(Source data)
------

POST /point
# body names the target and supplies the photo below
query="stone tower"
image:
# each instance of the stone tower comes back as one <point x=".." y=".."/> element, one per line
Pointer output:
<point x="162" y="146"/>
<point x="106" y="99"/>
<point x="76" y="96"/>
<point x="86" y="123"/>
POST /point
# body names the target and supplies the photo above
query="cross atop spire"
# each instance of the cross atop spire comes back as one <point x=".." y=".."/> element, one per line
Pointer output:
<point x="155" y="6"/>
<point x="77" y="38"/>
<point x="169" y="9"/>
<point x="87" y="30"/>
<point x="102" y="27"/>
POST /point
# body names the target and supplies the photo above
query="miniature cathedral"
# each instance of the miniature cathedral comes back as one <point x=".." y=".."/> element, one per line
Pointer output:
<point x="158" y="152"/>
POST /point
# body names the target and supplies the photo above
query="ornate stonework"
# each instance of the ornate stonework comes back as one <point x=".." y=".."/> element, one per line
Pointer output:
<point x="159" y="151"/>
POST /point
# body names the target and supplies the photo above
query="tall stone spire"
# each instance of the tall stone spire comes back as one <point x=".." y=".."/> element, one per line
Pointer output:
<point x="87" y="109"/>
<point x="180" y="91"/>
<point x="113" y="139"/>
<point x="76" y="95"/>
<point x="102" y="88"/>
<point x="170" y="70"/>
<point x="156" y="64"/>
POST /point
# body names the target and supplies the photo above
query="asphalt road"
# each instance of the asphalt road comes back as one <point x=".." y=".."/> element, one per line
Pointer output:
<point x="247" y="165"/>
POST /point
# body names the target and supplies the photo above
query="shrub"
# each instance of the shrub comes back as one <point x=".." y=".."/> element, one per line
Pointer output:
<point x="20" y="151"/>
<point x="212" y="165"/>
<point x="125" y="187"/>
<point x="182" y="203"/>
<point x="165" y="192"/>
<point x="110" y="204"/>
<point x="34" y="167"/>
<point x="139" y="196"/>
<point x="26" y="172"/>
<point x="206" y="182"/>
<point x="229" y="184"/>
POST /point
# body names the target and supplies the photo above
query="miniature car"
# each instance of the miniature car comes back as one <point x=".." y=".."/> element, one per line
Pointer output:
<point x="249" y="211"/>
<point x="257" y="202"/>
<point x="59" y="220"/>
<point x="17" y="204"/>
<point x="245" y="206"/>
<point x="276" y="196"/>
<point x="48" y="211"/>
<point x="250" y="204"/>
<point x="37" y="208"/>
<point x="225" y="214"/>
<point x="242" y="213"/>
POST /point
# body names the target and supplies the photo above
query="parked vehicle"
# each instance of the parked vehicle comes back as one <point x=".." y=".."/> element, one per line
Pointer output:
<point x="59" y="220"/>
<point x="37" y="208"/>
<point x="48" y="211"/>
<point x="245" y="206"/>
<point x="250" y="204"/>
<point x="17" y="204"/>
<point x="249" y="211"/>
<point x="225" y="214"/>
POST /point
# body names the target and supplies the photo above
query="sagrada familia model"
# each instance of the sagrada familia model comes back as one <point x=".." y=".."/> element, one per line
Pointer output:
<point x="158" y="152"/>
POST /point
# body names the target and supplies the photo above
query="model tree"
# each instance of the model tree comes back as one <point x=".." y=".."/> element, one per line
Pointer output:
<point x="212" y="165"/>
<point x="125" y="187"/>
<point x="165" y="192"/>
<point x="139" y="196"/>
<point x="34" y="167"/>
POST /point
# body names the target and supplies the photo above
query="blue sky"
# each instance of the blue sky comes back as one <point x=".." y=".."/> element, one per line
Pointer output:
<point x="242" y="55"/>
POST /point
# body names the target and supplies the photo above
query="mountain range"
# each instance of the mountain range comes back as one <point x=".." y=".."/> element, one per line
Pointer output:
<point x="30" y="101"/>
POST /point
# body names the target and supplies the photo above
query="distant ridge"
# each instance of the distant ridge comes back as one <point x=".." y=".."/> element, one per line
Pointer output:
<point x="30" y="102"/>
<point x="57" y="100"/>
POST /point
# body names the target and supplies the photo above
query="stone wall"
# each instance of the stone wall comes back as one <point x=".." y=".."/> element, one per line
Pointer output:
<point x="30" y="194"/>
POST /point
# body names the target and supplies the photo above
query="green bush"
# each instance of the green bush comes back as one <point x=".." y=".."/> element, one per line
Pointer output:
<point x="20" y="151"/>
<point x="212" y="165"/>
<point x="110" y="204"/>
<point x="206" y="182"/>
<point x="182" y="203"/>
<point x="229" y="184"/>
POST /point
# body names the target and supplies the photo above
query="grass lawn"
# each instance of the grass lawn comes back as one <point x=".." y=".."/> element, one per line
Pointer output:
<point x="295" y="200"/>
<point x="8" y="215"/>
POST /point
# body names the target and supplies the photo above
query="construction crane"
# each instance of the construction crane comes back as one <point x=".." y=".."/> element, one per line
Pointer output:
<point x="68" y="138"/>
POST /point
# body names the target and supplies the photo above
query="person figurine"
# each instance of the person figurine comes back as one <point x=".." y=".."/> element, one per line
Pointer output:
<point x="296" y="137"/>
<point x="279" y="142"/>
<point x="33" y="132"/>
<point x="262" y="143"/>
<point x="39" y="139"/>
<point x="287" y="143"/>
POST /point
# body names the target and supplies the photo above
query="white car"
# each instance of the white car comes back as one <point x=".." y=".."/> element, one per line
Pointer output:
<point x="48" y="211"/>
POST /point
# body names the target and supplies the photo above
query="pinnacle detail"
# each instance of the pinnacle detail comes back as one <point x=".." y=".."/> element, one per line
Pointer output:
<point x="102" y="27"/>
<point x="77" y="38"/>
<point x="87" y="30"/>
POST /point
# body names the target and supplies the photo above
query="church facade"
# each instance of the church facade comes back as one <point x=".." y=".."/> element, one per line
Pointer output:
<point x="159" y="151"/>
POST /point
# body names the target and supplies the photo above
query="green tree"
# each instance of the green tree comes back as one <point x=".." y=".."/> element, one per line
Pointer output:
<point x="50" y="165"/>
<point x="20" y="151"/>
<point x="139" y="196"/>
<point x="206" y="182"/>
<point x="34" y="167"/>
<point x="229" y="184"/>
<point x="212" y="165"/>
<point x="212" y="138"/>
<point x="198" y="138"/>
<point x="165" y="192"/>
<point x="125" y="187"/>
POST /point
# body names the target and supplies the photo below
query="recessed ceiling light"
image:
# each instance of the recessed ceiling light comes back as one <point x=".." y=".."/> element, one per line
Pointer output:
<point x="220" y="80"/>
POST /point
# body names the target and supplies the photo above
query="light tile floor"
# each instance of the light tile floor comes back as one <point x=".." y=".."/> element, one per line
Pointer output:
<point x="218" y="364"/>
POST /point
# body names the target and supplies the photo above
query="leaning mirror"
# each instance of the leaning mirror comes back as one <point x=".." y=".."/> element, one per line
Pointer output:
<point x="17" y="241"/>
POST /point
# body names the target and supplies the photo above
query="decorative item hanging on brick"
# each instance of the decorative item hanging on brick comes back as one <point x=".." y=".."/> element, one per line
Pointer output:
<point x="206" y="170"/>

------

### Try it:
Nothing in the entries should be left out; please reproduce them all exactly.

### Your solution:
POST /point
# body names the target and supplies the photo below
query="stone tower"
image:
# each instance of the stone tower comes back as one <point x=".." y=".."/> element, one per line
Pointer output:
<point x="162" y="146"/>
<point x="106" y="99"/>
<point x="76" y="96"/>
<point x="86" y="123"/>
POST /point
# body names the target and supplies the photo above
query="cross atop spire"
# each instance of the cross atop spire comes back as one <point x=".." y=".."/> element, one per line
Pointer output:
<point x="155" y="6"/>
<point x="77" y="38"/>
<point x="169" y="9"/>
<point x="87" y="30"/>
<point x="102" y="27"/>
POST /point
# body names the target and supplies the photo above
query="miniature cathedral"
# each instance of the miniature cathedral comes back as one <point x=".." y=".."/> element, one per line
Pointer output:
<point x="158" y="152"/>
POST /point
# body names the target and supplies the photo above
query="ornate stonework"
# each instance of the ornate stonework comes back as one <point x=".." y=".."/> element, one per line
Pointer output:
<point x="159" y="151"/>
POST /point
# body names the target and supplies the photo above
query="tall stone spire"
# each instance of the tall stone spire comes back as one <point x=".." y=".."/> element, one per line
Pointer output:
<point x="87" y="109"/>
<point x="180" y="91"/>
<point x="113" y="139"/>
<point x="76" y="95"/>
<point x="102" y="88"/>
<point x="170" y="70"/>
<point x="156" y="64"/>
POST /point
# body names the target and supplies the photo above
query="asphalt road"
# each instance of the asphalt road comes back as one <point x=".." y=".."/> element, one per line
Pointer output:
<point x="247" y="165"/>
POST /point
# body names the target and supplies the photo above
query="shrub"
# each instance of the shrub comes back as one <point x=".." y=".."/> element, one per line
Pointer output:
<point x="20" y="151"/>
<point x="212" y="165"/>
<point x="125" y="187"/>
<point x="182" y="203"/>
<point x="165" y="192"/>
<point x="110" y="204"/>
<point x="34" y="167"/>
<point x="139" y="196"/>
<point x="26" y="172"/>
<point x="206" y="182"/>
<point x="229" y="184"/>
POST /point
# body names the target and supplies the photo above
query="miniature car"
# each instance of the miniature car comes back as one <point x=".." y=".."/> element, one per line
Pointer output:
<point x="249" y="211"/>
<point x="257" y="202"/>
<point x="59" y="220"/>
<point x="17" y="204"/>
<point x="245" y="206"/>
<point x="276" y="196"/>
<point x="48" y="211"/>
<point x="250" y="204"/>
<point x="37" y="208"/>
<point x="225" y="214"/>
<point x="242" y="213"/>
POST /point
# body names the target and supplies the photo above
query="parked vehicle"
# each instance of the parked vehicle comes back as one <point x=".." y=".."/> element, one per line
Pointer output:
<point x="59" y="220"/>
<point x="37" y="208"/>
<point x="48" y="211"/>
<point x="245" y="206"/>
<point x="250" y="204"/>
<point x="17" y="204"/>
<point x="249" y="211"/>
<point x="225" y="214"/>
POST /point
# body names the target and supplies the photo above
query="sagrada familia model"
# each instance of the sagrada familia model comes back as one <point x=".." y=".."/> element, one per line
Pointer output:
<point x="158" y="152"/>
POST /point
# body names the target and supplies the photo above
query="model tree"
# each instance of the model tree comes back as one <point x=".." y=".."/> element, one per line
Pointer output:
<point x="212" y="165"/>
<point x="125" y="187"/>
<point x="165" y="192"/>
<point x="139" y="196"/>
<point x="34" y="167"/>
POST /point
# body names the target and supplies the photo above
query="blue sky"
# each instance of the blue sky comes back as one <point x=".." y=".."/> element, one per line
Pointer output:
<point x="242" y="55"/>
POST /point
# body names the target and supplies the photo above
query="mountain range"
# each instance of the mountain range comes back as one <point x=".." y=".."/> element, one per line
Pointer output:
<point x="30" y="101"/>
POST /point
# body names the target and supplies the photo above
query="distant ridge"
# each instance of the distant ridge comes back as one <point x=".." y=".."/> element, one per line
Pointer output:
<point x="30" y="102"/>
<point x="57" y="100"/>
POST /point
# body names the target and supplies the photo above
query="stone wall"
# each instance of the stone wall comes back as one <point x=".." y=".."/> element, one per line
Pointer output:
<point x="30" y="194"/>
POST /point
# body names the target and supplies the photo above
query="green bush"
# each instance of the green bush comes back as one <point x=".." y=".."/> element, one per line
Pointer output:
<point x="20" y="151"/>
<point x="212" y="165"/>
<point x="110" y="204"/>
<point x="206" y="182"/>
<point x="182" y="203"/>
<point x="229" y="184"/>
POST /point
# body names the target and supplies the photo above
query="grass lawn"
# each instance of the grass lawn comes back as one <point x=".." y=".."/> element, one per line
Pointer output:
<point x="295" y="200"/>
<point x="8" y="215"/>
POST /point
# body names the target and supplies the photo above
query="construction crane"
# each instance of the construction crane comes back as one <point x=".." y=".."/> element, one per line
Pointer output:
<point x="68" y="138"/>
POST /point
# body names the target and supplies the photo above
query="person figurine"
# each instance of the person figurine comes back as one <point x=".." y=".."/> element, one per line
Pointer output:
<point x="296" y="137"/>
<point x="279" y="142"/>
<point x="33" y="132"/>
<point x="262" y="143"/>
<point x="39" y="139"/>
<point x="287" y="143"/>
POST /point
# body names the target and supplies the photo above
query="white car"
# each instance of the white car comes back as one <point x=".." y=".."/> element, one per line
Pointer output:
<point x="48" y="211"/>
POST /point
# body names the target and supplies the photo above
query="pinnacle detail"
# each instance of the pinnacle detail comes back as one <point x=".." y=".."/> element, one per line
Pointer output:
<point x="102" y="27"/>
<point x="77" y="38"/>
<point x="87" y="30"/>
POST /point
# body names the target and supplies the photo above
query="church facade"
# each instance of the church facade comes back as one <point x=".." y=".."/> element, one per line
Pointer output:
<point x="159" y="151"/>
POST /point
# body names the target and supplies the photo above
query="green tree"
# each instance of the green tree comes back as one <point x=".." y=".."/> element, one per line
Pointer output:
<point x="50" y="165"/>
<point x="20" y="151"/>
<point x="139" y="196"/>
<point x="206" y="182"/>
<point x="34" y="167"/>
<point x="229" y="184"/>
<point x="212" y="165"/>
<point x="212" y="138"/>
<point x="198" y="138"/>
<point x="165" y="192"/>
<point x="125" y="187"/>
POST /point
# body names the target and supplies the photo below
query="recessed ceiling light"
image:
# each instance of the recessed ceiling light comes back as one <point x=".." y=".."/> element, one per line
Pointer output:
<point x="220" y="80"/>
POST /point
# body names the target and supplies the photo above
query="light tile floor"
# each instance of the light tile floor comes back as one <point x=".." y=".."/> element, one per line
Pointer output:
<point x="218" y="364"/>
POST /point
# body names the target and supplies the photo above
query="leaning mirror"
# each instance of the leaning mirror comes back as one <point x=".." y=".."/> element, one per line
Pointer output:
<point x="17" y="241"/>
POST /point
# body names the target and supplies the photo above
query="decorative item hanging on brick"
# each instance of the decorative item hanging on brick comes back as one <point x=".." y=".."/> element, one per line
Pointer output:
<point x="206" y="170"/>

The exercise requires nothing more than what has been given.